= Instructions to follow =
Reproduce each of the rows below verbatim, keeping every line and character unchanged.

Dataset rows

+++

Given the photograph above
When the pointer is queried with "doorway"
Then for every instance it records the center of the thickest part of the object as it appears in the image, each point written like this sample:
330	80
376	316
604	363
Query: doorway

+++

= Finished answer =
Given the photograph above
When the pointer is queried with "doorway"
Then for every instance it records the center of the thickest part of the object as it appears in the image, each point written like this sample:
330	80
376	316
604	363
Query: doorway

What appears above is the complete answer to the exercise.